Written task 1 = In the passage on Christian political witness, rewrite the part between "To be sure, acting" and "a biblical morality.", inclusive, with "government" replaced by "the state".

Document =
================

To be sure, acting as a Christian political witness involves as much prayer and discernment as it does activism, according to Bird. But even under the darkest of regimes — and certainly in the Western world — it means neither fence-sitting nor sitting on your hands. At its most basic level, it means acknowledging that government holds a purpose and that ours is to hold it accountable according to a biblical morality.

“You know, we can we can grieve and lament the things we see around us. Or we can get up, get off our backside and do something about it,” Bird said. “If you can email or write letters to local member of Congress or the Senate, that is something. You can donate money to the causes that you think would benefit. There are things you can do with your time, your money. … Doing little acts of what you might call micro activism — buying by how you pray.”

Even if you lack motivation, one of the main things you can do “is simply to speak biblical truth to a particular situation,” Bird advised. “The other thing I think we do as a political witness is to remind people of the theological capital that their democracies are built on.”

Here are more of the theologian’s deep insights on what it means to be a Christian political witness today, and — more critically — why to succeed in speaking truth to power we must first understand the critical difference between “building for the kingdom” and “building the kingdom.”

TWJ: Why did you and N.T. Wright decide to write this book now, in a political climate you described as the most precarious and perilous time in human history since the 1930s?

================

Data for processing =
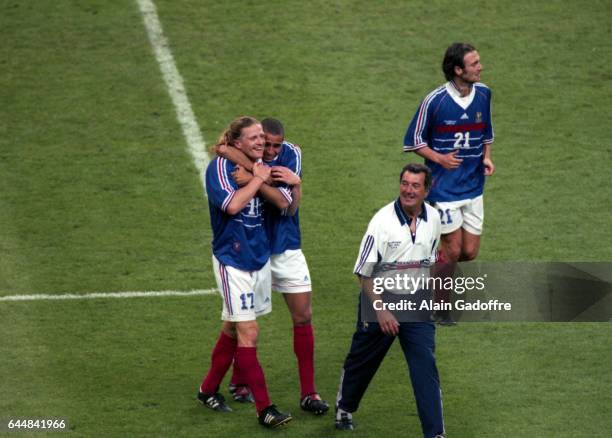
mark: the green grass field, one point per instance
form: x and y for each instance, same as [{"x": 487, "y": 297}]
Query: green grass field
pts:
[{"x": 99, "y": 193}]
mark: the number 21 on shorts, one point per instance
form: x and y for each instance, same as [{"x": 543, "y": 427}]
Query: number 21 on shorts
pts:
[
  {"x": 247, "y": 299},
  {"x": 449, "y": 220}
]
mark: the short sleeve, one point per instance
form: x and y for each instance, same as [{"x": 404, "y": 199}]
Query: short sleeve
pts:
[
  {"x": 220, "y": 187},
  {"x": 369, "y": 251}
]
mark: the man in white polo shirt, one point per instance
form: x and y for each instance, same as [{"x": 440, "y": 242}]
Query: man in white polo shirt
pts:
[{"x": 405, "y": 232}]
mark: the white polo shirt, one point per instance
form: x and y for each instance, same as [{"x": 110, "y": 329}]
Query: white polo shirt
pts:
[{"x": 389, "y": 244}]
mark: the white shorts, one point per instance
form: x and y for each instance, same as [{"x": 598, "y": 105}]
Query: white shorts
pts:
[
  {"x": 467, "y": 214},
  {"x": 290, "y": 272},
  {"x": 246, "y": 294}
]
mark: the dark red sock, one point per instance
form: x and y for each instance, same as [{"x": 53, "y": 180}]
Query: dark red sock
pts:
[
  {"x": 252, "y": 374},
  {"x": 236, "y": 377},
  {"x": 303, "y": 346},
  {"x": 220, "y": 361}
]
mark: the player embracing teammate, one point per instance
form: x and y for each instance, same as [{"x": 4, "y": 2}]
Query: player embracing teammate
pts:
[{"x": 264, "y": 224}]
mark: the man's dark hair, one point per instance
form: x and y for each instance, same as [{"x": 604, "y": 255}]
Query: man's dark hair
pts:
[
  {"x": 454, "y": 58},
  {"x": 418, "y": 168},
  {"x": 273, "y": 126}
]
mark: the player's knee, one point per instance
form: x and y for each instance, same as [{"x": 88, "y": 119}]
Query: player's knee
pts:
[{"x": 247, "y": 334}]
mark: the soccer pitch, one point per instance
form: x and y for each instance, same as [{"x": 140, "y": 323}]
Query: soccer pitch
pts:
[{"x": 99, "y": 193}]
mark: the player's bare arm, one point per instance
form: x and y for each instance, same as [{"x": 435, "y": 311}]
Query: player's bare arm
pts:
[
  {"x": 388, "y": 323},
  {"x": 274, "y": 195},
  {"x": 241, "y": 176},
  {"x": 234, "y": 155},
  {"x": 287, "y": 176},
  {"x": 296, "y": 197},
  {"x": 244, "y": 194},
  {"x": 448, "y": 161},
  {"x": 488, "y": 163}
]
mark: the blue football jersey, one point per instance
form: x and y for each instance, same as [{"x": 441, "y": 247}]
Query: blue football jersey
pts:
[
  {"x": 284, "y": 231},
  {"x": 447, "y": 122},
  {"x": 240, "y": 240}
]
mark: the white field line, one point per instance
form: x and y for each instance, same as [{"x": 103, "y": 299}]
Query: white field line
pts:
[
  {"x": 191, "y": 131},
  {"x": 96, "y": 295},
  {"x": 176, "y": 89}
]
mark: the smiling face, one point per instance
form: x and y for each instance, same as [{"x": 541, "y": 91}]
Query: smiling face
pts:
[
  {"x": 251, "y": 141},
  {"x": 470, "y": 73},
  {"x": 412, "y": 191}
]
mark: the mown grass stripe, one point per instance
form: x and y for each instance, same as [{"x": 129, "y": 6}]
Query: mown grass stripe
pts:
[
  {"x": 97, "y": 295},
  {"x": 176, "y": 89}
]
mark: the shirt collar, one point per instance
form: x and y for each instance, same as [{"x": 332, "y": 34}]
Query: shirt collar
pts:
[{"x": 404, "y": 218}]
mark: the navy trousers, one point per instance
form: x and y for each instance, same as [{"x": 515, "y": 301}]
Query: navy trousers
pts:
[{"x": 369, "y": 347}]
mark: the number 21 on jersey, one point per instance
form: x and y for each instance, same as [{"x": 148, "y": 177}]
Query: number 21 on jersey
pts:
[{"x": 462, "y": 140}]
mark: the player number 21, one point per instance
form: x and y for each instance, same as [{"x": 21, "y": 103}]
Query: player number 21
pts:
[
  {"x": 247, "y": 297},
  {"x": 462, "y": 140}
]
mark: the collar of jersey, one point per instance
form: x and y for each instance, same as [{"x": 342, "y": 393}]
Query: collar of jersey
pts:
[{"x": 404, "y": 218}]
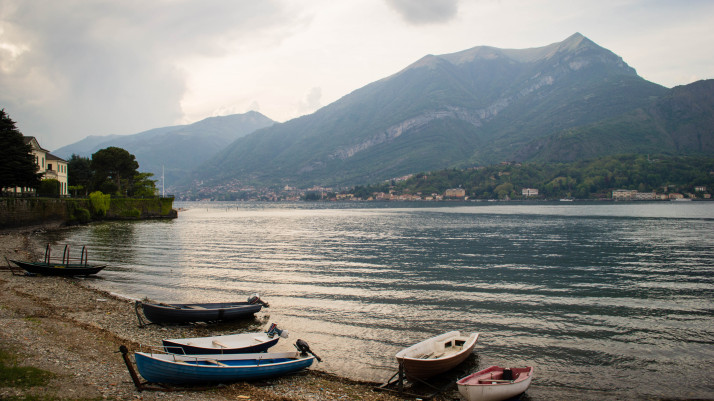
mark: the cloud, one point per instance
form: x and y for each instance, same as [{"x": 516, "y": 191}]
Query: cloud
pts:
[
  {"x": 311, "y": 102},
  {"x": 73, "y": 68},
  {"x": 425, "y": 11}
]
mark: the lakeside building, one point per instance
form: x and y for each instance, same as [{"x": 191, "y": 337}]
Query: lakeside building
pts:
[
  {"x": 455, "y": 193},
  {"x": 529, "y": 192},
  {"x": 49, "y": 165}
]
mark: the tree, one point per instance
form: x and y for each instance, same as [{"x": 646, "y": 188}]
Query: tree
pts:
[
  {"x": 114, "y": 170},
  {"x": 79, "y": 172},
  {"x": 144, "y": 186},
  {"x": 17, "y": 165}
]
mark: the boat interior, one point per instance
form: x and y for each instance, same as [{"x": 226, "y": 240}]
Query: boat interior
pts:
[{"x": 441, "y": 349}]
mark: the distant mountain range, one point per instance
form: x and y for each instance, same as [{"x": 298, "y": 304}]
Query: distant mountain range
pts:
[
  {"x": 566, "y": 101},
  {"x": 177, "y": 150}
]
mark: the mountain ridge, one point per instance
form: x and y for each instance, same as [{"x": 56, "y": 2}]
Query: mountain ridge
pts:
[
  {"x": 174, "y": 151},
  {"x": 490, "y": 107}
]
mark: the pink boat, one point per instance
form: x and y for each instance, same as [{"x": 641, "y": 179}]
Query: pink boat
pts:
[{"x": 495, "y": 383}]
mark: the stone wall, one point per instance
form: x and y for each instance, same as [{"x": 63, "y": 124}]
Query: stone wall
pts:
[{"x": 48, "y": 212}]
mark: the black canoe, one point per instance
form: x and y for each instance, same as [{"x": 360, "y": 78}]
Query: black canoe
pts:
[
  {"x": 189, "y": 313},
  {"x": 59, "y": 269}
]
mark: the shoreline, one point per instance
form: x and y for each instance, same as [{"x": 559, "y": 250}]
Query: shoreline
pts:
[{"x": 64, "y": 326}]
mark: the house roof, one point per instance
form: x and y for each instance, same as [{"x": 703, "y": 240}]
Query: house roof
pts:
[
  {"x": 50, "y": 156},
  {"x": 29, "y": 139}
]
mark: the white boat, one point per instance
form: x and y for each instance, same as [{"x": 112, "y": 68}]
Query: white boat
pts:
[
  {"x": 436, "y": 355},
  {"x": 495, "y": 383},
  {"x": 226, "y": 344}
]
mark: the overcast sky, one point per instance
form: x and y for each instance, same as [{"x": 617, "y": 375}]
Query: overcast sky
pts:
[{"x": 73, "y": 68}]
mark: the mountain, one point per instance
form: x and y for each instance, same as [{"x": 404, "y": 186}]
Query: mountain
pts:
[
  {"x": 475, "y": 107},
  {"x": 680, "y": 122},
  {"x": 177, "y": 149}
]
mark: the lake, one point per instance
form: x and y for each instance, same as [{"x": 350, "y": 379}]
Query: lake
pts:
[{"x": 601, "y": 298}]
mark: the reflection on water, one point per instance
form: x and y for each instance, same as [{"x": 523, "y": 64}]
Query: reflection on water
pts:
[{"x": 596, "y": 297}]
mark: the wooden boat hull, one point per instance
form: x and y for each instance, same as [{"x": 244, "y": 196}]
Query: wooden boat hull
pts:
[
  {"x": 228, "y": 344},
  {"x": 436, "y": 355},
  {"x": 189, "y": 313},
  {"x": 206, "y": 369},
  {"x": 59, "y": 269},
  {"x": 488, "y": 384}
]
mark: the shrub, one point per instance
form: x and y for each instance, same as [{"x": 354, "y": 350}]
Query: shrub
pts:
[
  {"x": 100, "y": 203},
  {"x": 82, "y": 215},
  {"x": 49, "y": 188}
]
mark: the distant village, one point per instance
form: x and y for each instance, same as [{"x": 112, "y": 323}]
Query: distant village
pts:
[
  {"x": 53, "y": 167},
  {"x": 453, "y": 194}
]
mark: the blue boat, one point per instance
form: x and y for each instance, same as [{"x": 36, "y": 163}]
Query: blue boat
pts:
[{"x": 220, "y": 368}]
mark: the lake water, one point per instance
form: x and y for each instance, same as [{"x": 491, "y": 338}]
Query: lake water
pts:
[{"x": 612, "y": 299}]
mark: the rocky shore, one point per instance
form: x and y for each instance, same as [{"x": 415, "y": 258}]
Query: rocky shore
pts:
[{"x": 65, "y": 327}]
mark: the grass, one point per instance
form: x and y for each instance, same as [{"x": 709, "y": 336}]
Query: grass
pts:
[{"x": 12, "y": 375}]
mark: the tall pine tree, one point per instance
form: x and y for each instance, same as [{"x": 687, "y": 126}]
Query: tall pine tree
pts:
[{"x": 17, "y": 165}]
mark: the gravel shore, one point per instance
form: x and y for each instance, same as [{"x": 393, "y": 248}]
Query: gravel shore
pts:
[{"x": 63, "y": 326}]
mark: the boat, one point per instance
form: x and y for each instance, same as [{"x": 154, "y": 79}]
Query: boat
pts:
[
  {"x": 200, "y": 312},
  {"x": 66, "y": 266},
  {"x": 226, "y": 344},
  {"x": 220, "y": 368},
  {"x": 436, "y": 355},
  {"x": 495, "y": 383}
]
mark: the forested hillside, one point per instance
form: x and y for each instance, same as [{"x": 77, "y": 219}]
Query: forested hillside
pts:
[{"x": 594, "y": 179}]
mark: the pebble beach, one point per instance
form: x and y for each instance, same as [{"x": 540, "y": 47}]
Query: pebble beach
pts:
[{"x": 63, "y": 326}]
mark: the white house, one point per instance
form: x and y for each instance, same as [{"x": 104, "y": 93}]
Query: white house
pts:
[{"x": 51, "y": 166}]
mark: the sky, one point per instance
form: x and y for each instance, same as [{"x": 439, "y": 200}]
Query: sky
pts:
[{"x": 74, "y": 68}]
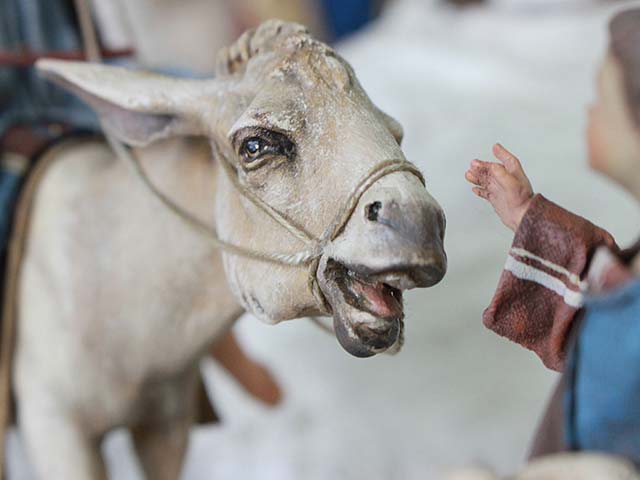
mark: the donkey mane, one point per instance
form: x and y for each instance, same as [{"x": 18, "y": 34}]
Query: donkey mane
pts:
[{"x": 291, "y": 40}]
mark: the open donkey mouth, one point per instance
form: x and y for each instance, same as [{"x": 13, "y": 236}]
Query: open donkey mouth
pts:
[{"x": 367, "y": 307}]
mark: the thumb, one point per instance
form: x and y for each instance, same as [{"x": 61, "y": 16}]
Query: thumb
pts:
[{"x": 509, "y": 160}]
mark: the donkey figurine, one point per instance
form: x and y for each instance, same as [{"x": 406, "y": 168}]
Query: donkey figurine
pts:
[{"x": 118, "y": 300}]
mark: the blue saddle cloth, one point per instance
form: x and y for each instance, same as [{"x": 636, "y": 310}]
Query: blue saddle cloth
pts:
[
  {"x": 602, "y": 398},
  {"x": 26, "y": 98}
]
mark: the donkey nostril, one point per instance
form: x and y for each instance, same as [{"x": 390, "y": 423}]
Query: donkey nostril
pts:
[{"x": 372, "y": 210}]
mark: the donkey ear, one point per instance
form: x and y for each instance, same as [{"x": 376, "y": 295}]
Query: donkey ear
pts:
[
  {"x": 393, "y": 125},
  {"x": 137, "y": 107}
]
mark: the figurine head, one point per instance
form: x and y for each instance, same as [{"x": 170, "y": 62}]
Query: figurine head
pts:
[
  {"x": 614, "y": 119},
  {"x": 286, "y": 113}
]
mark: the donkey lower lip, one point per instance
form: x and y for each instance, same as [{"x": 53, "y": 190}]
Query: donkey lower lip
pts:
[
  {"x": 367, "y": 313},
  {"x": 372, "y": 295}
]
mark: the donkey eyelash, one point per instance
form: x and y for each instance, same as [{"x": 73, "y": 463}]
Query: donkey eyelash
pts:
[{"x": 255, "y": 144}]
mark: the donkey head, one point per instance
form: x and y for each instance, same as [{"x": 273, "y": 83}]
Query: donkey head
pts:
[{"x": 298, "y": 132}]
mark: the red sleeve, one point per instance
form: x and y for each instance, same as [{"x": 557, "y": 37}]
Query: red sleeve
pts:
[{"x": 540, "y": 290}]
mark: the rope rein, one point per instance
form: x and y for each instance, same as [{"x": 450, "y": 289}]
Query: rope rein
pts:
[{"x": 310, "y": 255}]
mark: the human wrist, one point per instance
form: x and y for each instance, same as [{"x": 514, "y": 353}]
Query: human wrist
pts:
[{"x": 520, "y": 213}]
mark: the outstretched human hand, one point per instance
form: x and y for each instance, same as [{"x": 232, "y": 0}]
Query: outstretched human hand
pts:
[{"x": 504, "y": 185}]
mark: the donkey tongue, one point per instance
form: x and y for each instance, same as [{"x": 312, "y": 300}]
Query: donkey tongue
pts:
[{"x": 379, "y": 297}]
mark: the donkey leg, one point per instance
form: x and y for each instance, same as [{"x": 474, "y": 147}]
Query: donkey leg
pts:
[
  {"x": 161, "y": 447},
  {"x": 161, "y": 435},
  {"x": 56, "y": 446}
]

================

Written task 2 = Give the lines of the entries between the line holding "mark: the donkey lower" and the last line of the entries, inclusive, as a numbered list with blank lines left out.

Task result 1 =
To be sure, acting as a Christian political witness involves as much prayer and discernment as it does activism, according to Bird. But even under the darkest of regimes — and certainly in the Western world — it means neither fence-sitting nor sitting on your hands. At its most basic level, it means acknowledging that the state holds a purpose and that ours is to hold it accountable according to a biblical morality.

Task result 2 =
1. mark: the donkey lower lip, one point per instance
2. form: x and y for each instance, same as [{"x": 53, "y": 190}]
3. Query: donkey lower lip
4. pts:
5. [
6.   {"x": 367, "y": 313},
7.   {"x": 372, "y": 295}
8. ]
9. mark: the donkey eyelash, one point per instance
10. form: x and y for each instance, same as [{"x": 73, "y": 463}]
11. Query: donkey eyelash
12. pts:
13. [{"x": 255, "y": 144}]
14. mark: the donkey head, one point per instance
15. form: x and y for each instance, same as [{"x": 273, "y": 83}]
16. Query: donkey head
17. pts:
18. [{"x": 298, "y": 132}]
19. mark: the red sleeve, one point per instance
20. form: x and y for each instance, same as [{"x": 557, "y": 37}]
21. Query: red sleeve
22. pts:
23. [{"x": 540, "y": 290}]
24. mark: the rope rein, one point per instance
25. form: x and y for each instance, same as [{"x": 450, "y": 289}]
26. Query: rope rein
27. pts:
28. [{"x": 310, "y": 255}]
29. mark: the human wrist, one point per instance
30. form: x and y for each instance, same as [{"x": 514, "y": 353}]
31. Query: human wrist
32. pts:
33. [{"x": 520, "y": 213}]
34. mark: the outstretched human hand, one point per instance
35. form: x and y for each instance, same as [{"x": 232, "y": 0}]
36. Query: outstretched human hand
37. pts:
38. [{"x": 504, "y": 185}]
39. mark: the donkey tongue, one point per instance
40. form: x and y for each instance, same as [{"x": 312, "y": 300}]
41. Query: donkey tongue
42. pts:
43. [{"x": 379, "y": 297}]
44. mark: the donkey leg, one point per instance
45. form: x and y for each instance, same as [{"x": 474, "y": 147}]
46. Query: donkey leg
47. pts:
48. [
49.   {"x": 161, "y": 447},
50.   {"x": 161, "y": 435},
51.   {"x": 56, "y": 446}
52. ]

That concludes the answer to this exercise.